Begin Record list
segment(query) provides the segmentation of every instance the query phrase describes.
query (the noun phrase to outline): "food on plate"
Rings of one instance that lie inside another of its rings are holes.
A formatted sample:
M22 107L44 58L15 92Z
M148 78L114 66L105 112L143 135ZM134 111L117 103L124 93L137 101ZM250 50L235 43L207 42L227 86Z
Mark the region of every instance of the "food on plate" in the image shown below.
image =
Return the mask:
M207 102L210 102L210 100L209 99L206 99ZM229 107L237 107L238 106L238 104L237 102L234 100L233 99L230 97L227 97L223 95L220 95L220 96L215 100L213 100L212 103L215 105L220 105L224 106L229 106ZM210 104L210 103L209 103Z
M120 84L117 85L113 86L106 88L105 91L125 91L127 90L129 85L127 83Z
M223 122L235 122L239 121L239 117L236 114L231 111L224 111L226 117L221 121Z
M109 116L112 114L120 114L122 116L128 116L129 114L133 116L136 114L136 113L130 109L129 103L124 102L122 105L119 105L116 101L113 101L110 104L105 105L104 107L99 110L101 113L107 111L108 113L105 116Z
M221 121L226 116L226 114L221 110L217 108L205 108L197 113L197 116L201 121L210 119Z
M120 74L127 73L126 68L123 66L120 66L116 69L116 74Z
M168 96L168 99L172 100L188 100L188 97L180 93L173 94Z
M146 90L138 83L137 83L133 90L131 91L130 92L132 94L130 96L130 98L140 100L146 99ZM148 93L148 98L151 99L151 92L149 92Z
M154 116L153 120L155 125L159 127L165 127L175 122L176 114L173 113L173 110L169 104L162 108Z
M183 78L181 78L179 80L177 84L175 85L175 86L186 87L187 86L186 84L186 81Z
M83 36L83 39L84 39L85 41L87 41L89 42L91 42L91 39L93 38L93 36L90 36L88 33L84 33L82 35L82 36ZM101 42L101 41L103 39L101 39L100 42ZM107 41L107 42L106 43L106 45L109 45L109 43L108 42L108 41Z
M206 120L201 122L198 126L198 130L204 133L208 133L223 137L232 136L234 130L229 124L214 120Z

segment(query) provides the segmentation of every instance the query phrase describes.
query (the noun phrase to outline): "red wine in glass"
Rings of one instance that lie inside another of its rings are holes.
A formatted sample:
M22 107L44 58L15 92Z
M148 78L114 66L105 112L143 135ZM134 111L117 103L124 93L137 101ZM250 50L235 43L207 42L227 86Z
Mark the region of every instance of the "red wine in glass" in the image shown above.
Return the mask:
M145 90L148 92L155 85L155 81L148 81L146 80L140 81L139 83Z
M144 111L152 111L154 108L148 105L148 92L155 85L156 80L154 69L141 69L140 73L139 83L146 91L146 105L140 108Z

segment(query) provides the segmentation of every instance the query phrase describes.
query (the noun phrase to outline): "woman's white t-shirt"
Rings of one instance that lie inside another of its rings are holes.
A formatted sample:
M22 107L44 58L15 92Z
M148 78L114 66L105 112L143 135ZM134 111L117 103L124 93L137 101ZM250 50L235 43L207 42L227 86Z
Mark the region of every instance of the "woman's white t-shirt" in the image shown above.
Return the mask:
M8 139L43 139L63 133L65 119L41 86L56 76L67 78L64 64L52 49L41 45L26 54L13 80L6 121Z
End Record list
→ **Requirements**: Transcribe the material exactly as it reads.

→ **Task output**:
segment(query) provides the segmentation of every instance the query phrase describes.
query (the noun phrase to outline): "food on plate"
Rings of one instance that lie inside another of its rings are holes.
A formatted sample:
M22 107L44 58L15 92Z
M148 78L114 66L105 112L143 135ZM134 111L117 103L124 93L137 101ZM250 50L235 43L207 42L227 86Z
Mark the region of every instance of the "food on plate" in the image shown below.
image =
Return the mask:
M207 102L210 102L210 100L209 99L206 99ZM229 107L237 107L238 106L238 104L237 102L234 100L233 99L230 97L227 97L223 95L220 95L220 96L215 100L213 100L212 103L215 105L220 105L224 106L229 106ZM210 104L210 103L209 103Z
M120 84L117 85L113 86L106 88L105 91L125 91L127 90L129 85L127 83Z
M223 122L235 122L239 121L239 117L236 114L231 111L224 111L226 117L221 121Z
M109 116L112 114L120 114L122 116L128 116L129 114L133 116L136 114L136 113L130 109L129 103L124 102L122 105L119 105L116 101L113 101L110 104L105 105L104 107L99 110L101 113L107 111L108 113L105 116Z
M221 121L226 116L226 114L221 110L217 108L205 108L197 113L197 116L201 121L210 119Z
M120 74L127 73L126 68L123 66L120 66L116 69L116 74Z
M168 96L168 99L172 100L188 100L188 97L180 93L173 94Z
M146 90L138 83L137 83L133 90L131 91L130 92L132 94L130 96L130 98L140 100L146 99ZM148 93L148 98L151 99L151 92L149 92Z
M154 116L153 120L155 125L159 127L165 127L175 122L176 114L173 113L173 110L169 104L162 108Z
M183 78L181 78L179 80L177 84L175 85L175 86L186 87L187 86L186 84L186 81Z
M83 36L83 39L84 39L85 41L87 41L89 42L91 42L91 39L93 38L93 36L90 36L88 33L84 33L82 35L82 36ZM101 42L101 41L103 39L101 39L100 42ZM107 41L107 42L106 43L106 45L109 45L109 43L108 42L108 41Z
M206 120L201 122L198 126L198 130L204 133L208 133L223 137L232 136L234 130L229 124L214 120Z

segment(query) provides the segmentation of every instance the query phrase describes.
query (the noun phrase to outline): "red wine in glass"
Rings of one instance that lie inside another of its rings are holes.
A formatted sample:
M22 107L44 58L15 92Z
M148 78L114 66L105 112L143 135ZM134 111L117 103L124 93L137 101ZM250 50L235 43L207 42L227 86Z
Mark the region of every instance of the "red wine in glass" in the image shown above.
Return the mask:
M145 90L148 92L155 85L155 81L148 81L146 80L140 81L139 83Z
M144 111L152 111L154 108L148 105L148 92L155 85L156 80L154 69L141 69L140 73L139 83L146 91L146 105L140 108Z

segment(query) provides the segmentation of every instance the query phrase describes.
query (the noun phrase to outline): "woman's white t-shirt"
Rings of one instance that lie inside another of its rings are holes.
A formatted sample:
M22 107L44 58L15 92Z
M148 78L114 66L105 112L143 135ZM134 111L117 103L124 93L137 101ZM250 50L235 43L207 42L227 86Z
Mark the region of every instance of the "woman's white t-shirt" in the image shown above.
Return the mask:
M8 139L43 139L63 133L65 119L41 86L56 76L67 78L64 64L52 49L41 45L26 54L13 80L6 121Z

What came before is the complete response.